● **Task brief**: Your answer is the lines from the one that has "Identify each instance of the woman's mouth" through the last line of the records below, retyped exactly and alone.

● **Input data**:

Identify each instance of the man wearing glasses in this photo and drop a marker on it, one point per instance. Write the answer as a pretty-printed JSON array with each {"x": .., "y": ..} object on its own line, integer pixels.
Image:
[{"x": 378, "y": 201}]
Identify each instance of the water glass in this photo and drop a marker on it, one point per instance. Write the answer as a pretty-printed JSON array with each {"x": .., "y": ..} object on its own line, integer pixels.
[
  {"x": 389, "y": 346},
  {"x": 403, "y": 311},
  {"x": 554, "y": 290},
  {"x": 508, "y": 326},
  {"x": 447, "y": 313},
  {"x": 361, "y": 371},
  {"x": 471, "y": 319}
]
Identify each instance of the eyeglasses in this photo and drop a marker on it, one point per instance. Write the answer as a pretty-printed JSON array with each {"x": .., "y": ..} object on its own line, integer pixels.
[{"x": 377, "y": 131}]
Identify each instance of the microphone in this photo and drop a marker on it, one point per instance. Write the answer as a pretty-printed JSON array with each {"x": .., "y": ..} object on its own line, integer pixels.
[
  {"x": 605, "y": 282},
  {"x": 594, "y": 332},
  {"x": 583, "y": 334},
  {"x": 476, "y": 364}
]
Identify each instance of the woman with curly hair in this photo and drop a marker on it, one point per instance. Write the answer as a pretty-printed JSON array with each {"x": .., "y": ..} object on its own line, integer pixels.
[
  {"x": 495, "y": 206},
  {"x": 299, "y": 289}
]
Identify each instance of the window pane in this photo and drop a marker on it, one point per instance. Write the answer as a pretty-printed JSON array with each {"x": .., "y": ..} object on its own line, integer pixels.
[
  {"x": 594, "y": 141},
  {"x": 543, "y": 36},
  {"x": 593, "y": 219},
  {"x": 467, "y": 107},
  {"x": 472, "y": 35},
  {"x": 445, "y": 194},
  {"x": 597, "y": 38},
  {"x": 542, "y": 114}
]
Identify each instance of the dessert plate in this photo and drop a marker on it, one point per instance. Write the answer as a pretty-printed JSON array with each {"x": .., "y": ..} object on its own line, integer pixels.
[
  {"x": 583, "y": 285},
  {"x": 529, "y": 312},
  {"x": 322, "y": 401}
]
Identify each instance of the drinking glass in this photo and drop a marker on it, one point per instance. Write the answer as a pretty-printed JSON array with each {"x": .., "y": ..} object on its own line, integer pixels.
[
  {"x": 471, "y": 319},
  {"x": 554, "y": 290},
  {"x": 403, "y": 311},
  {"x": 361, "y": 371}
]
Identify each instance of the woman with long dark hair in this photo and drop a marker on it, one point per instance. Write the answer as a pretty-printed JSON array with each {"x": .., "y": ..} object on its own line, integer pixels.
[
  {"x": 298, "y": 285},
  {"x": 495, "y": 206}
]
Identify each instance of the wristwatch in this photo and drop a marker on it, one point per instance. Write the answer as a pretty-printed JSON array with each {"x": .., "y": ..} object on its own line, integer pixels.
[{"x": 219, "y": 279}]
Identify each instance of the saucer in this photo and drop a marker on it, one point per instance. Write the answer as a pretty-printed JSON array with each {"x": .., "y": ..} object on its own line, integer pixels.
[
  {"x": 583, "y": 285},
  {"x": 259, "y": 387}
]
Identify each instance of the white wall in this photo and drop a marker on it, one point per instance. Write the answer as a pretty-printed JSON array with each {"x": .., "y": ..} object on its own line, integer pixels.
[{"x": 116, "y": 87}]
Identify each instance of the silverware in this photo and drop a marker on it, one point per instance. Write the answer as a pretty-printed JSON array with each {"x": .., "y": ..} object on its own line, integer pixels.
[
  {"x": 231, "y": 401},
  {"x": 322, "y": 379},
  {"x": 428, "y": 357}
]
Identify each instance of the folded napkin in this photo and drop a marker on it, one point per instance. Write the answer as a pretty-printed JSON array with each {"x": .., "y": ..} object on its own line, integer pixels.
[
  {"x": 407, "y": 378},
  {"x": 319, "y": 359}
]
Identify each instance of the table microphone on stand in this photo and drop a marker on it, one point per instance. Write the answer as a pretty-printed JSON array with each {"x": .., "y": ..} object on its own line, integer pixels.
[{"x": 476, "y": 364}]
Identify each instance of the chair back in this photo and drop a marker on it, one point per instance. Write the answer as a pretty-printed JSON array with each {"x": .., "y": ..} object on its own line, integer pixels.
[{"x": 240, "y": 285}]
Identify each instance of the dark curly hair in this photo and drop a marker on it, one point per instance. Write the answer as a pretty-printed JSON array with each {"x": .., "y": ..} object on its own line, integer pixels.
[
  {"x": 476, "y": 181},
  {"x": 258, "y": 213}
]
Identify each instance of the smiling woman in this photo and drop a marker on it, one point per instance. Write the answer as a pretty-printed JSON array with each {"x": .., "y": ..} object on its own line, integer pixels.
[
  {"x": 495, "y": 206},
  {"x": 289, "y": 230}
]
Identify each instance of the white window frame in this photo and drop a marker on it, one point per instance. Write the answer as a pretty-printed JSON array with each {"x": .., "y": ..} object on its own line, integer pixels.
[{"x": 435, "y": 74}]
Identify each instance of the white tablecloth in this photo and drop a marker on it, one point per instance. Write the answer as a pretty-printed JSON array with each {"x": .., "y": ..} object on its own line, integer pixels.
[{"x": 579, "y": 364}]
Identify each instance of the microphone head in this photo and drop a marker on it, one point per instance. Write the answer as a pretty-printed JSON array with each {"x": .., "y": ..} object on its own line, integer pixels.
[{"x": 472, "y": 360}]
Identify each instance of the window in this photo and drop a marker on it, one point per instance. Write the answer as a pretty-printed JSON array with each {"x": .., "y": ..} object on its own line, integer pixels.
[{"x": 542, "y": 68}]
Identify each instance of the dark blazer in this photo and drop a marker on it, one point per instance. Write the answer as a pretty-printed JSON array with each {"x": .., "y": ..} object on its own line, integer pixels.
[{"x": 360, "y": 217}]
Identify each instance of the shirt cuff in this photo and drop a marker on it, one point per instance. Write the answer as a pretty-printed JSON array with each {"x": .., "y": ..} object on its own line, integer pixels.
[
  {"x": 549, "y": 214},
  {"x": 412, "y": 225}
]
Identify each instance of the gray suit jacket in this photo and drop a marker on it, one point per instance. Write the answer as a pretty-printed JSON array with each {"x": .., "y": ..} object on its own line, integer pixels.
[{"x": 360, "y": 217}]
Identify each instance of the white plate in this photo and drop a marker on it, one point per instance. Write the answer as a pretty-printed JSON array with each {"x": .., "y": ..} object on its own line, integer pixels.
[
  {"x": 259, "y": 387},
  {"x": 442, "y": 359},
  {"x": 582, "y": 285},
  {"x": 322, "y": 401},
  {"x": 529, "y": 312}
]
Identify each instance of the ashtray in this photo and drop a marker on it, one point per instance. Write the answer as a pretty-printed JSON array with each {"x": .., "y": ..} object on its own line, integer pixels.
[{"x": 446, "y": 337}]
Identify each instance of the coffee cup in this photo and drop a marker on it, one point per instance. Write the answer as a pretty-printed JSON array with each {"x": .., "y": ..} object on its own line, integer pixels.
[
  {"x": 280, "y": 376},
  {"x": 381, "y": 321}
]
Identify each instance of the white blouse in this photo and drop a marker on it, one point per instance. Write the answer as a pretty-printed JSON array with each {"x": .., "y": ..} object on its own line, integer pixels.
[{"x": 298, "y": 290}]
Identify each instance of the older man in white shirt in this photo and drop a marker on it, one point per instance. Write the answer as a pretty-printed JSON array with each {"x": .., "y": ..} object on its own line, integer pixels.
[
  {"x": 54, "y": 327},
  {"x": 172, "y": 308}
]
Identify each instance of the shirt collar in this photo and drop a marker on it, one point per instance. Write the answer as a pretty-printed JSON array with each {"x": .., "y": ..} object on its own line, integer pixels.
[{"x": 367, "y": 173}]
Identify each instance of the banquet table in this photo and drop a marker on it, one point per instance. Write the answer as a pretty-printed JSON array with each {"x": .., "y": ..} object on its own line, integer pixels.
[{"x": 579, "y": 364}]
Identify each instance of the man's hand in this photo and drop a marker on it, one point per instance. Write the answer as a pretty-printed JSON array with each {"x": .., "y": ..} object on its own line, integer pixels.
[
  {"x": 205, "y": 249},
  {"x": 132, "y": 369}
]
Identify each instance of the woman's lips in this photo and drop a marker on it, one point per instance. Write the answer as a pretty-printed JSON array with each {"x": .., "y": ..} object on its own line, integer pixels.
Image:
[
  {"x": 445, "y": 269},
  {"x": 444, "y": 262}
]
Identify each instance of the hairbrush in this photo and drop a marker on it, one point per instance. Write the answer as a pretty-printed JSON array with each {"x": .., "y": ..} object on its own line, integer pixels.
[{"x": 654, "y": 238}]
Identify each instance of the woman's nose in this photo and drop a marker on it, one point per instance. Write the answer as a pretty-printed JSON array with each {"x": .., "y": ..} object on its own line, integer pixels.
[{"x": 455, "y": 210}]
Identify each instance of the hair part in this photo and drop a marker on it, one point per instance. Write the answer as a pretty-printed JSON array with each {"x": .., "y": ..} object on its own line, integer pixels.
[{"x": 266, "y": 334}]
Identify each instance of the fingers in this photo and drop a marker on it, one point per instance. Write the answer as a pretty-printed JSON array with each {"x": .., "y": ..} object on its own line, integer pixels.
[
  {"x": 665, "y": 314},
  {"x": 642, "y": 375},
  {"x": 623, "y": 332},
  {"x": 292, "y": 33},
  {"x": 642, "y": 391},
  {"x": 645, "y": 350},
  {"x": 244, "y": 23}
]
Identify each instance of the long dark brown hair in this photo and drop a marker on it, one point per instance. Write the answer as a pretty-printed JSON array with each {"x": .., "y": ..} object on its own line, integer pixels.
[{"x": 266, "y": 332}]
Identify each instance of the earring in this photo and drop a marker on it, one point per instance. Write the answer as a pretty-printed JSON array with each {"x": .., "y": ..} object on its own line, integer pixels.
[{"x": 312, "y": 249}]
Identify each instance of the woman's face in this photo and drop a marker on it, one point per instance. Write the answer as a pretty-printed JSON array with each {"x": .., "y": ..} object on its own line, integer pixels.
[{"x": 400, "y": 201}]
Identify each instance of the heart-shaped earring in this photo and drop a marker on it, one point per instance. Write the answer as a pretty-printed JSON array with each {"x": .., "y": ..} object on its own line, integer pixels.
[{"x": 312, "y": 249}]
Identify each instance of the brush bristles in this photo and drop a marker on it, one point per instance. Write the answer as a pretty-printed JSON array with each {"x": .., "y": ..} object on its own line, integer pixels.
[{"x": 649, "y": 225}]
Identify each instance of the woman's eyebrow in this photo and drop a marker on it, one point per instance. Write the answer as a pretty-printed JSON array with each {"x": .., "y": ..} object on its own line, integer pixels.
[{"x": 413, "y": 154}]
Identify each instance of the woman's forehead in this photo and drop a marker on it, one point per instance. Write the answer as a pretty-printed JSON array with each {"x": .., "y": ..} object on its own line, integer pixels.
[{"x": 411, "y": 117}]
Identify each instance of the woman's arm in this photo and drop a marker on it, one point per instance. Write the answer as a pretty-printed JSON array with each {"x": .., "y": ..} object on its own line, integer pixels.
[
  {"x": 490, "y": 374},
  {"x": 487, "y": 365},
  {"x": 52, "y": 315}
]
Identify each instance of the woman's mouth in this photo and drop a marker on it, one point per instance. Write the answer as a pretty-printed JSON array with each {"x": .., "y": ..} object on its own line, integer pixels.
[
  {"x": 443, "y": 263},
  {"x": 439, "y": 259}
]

● **Solved exercise**:
Identify each instance of the woman's mouth in this photo and drop a marker on it, one point per instance. Write the answer as a pretty-printed JSON array with each {"x": .., "y": ..} object on its own line, integer pixels.
[
  {"x": 443, "y": 263},
  {"x": 439, "y": 259}
]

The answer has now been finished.